---------- Entries supplied

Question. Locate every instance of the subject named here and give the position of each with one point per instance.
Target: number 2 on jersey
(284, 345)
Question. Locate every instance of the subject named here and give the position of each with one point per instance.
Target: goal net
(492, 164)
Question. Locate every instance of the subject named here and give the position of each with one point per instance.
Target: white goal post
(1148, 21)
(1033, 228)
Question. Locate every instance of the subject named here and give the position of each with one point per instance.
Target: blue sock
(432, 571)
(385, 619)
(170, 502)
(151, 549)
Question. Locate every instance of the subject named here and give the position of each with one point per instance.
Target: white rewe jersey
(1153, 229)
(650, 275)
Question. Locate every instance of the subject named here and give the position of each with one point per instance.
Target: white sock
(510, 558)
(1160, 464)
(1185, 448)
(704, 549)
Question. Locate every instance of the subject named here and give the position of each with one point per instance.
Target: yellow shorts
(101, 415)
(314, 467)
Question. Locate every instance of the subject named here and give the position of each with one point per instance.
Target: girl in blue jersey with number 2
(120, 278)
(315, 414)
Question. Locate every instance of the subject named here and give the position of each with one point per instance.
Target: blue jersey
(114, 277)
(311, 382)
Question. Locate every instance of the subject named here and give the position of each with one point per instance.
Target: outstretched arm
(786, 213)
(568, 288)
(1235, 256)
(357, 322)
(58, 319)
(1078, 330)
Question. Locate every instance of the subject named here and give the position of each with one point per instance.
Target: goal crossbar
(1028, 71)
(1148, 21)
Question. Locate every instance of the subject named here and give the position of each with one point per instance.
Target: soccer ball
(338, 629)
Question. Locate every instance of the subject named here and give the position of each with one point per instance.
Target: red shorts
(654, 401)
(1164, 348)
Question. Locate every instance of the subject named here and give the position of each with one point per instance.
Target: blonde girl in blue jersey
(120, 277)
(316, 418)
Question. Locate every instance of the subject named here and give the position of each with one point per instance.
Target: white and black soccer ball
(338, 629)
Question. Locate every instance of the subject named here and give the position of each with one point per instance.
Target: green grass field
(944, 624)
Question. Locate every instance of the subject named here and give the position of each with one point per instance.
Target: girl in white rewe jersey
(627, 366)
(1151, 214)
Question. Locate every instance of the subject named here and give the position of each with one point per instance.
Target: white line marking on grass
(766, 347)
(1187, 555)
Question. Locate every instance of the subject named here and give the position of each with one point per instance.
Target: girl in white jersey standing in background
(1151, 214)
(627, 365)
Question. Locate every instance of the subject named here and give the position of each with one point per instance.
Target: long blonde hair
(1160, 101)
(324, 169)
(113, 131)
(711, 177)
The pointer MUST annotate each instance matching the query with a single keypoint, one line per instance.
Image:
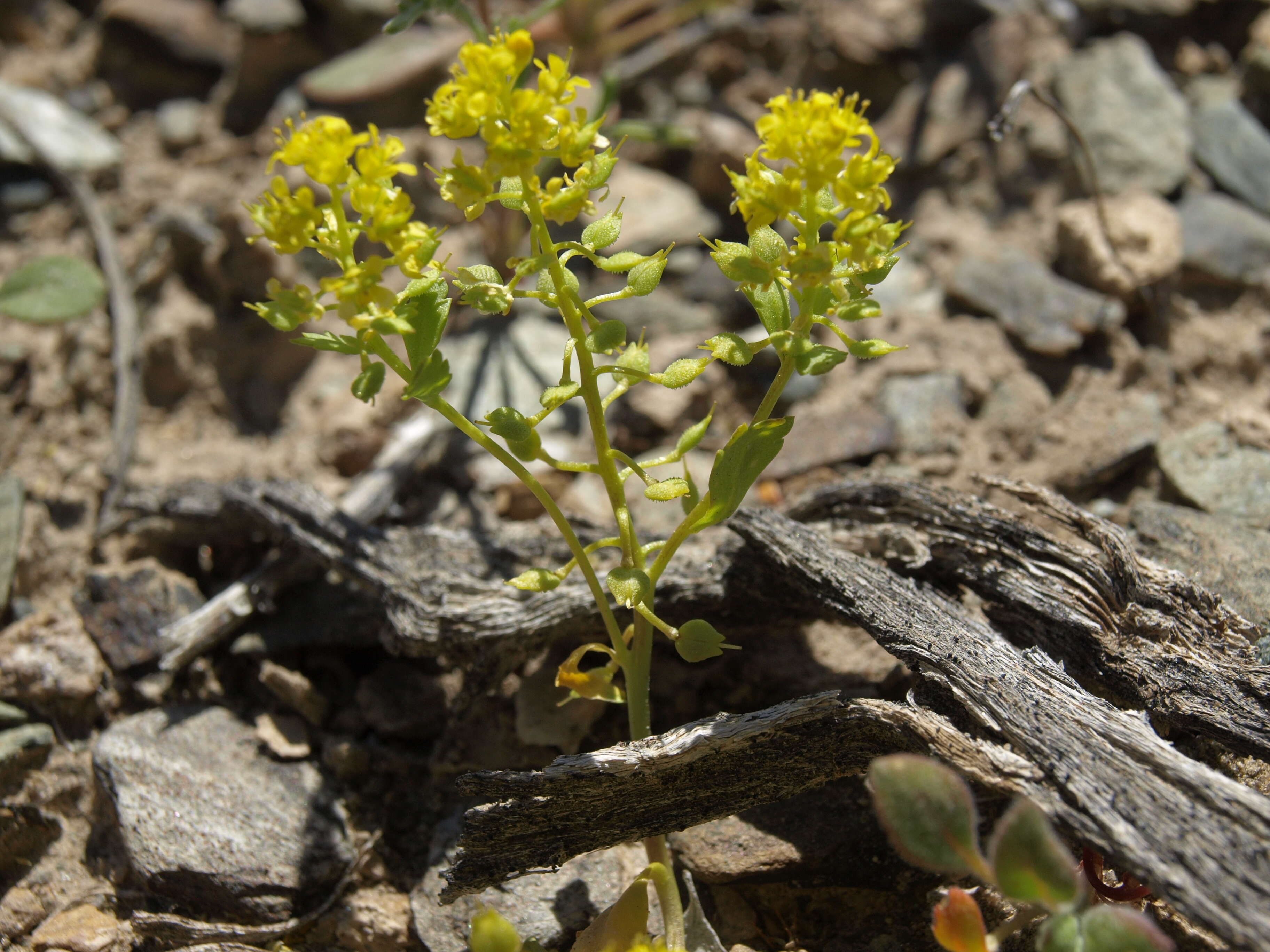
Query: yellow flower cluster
(361, 168)
(520, 126)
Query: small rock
(1131, 113)
(79, 930)
(658, 210)
(295, 690)
(21, 911)
(550, 908)
(12, 498)
(210, 824)
(1213, 471)
(285, 736)
(1146, 233)
(180, 122)
(1225, 239)
(124, 609)
(400, 701)
(375, 919)
(1050, 314)
(50, 664)
(927, 411)
(822, 437)
(1220, 553)
(21, 751)
(1230, 144)
(70, 140)
(266, 16)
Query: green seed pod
(682, 372)
(535, 580)
(647, 276)
(667, 489)
(699, 640)
(368, 384)
(731, 348)
(607, 337)
(510, 425)
(556, 397)
(604, 231)
(630, 587)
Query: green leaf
(341, 343)
(53, 290)
(1030, 862)
(927, 813)
(818, 358)
(430, 380)
(739, 464)
(1118, 930)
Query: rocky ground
(1131, 376)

--------------------

Given exercise:
Rewrite everything from the start of the items down to the line containing "(1033, 228)", both ends included, with the requests kept unchanged. Scale each coordinate in the answers by 1.8 and round to whole numbers, with halves rounded up.

Answer to this task:
Question. Locate every instance of the subject named here and give the position of each with one point per instance.
Target: number 2 on jersey
(511, 621)
Question. Locate every instance of the subject named here and give the position of each with one point per instance.
Target: goal net
(886, 295)
Question. Locate every instance of the subject named here and give the position of each with one point per instance.
Target: white goal post
(2066, 38)
(1859, 410)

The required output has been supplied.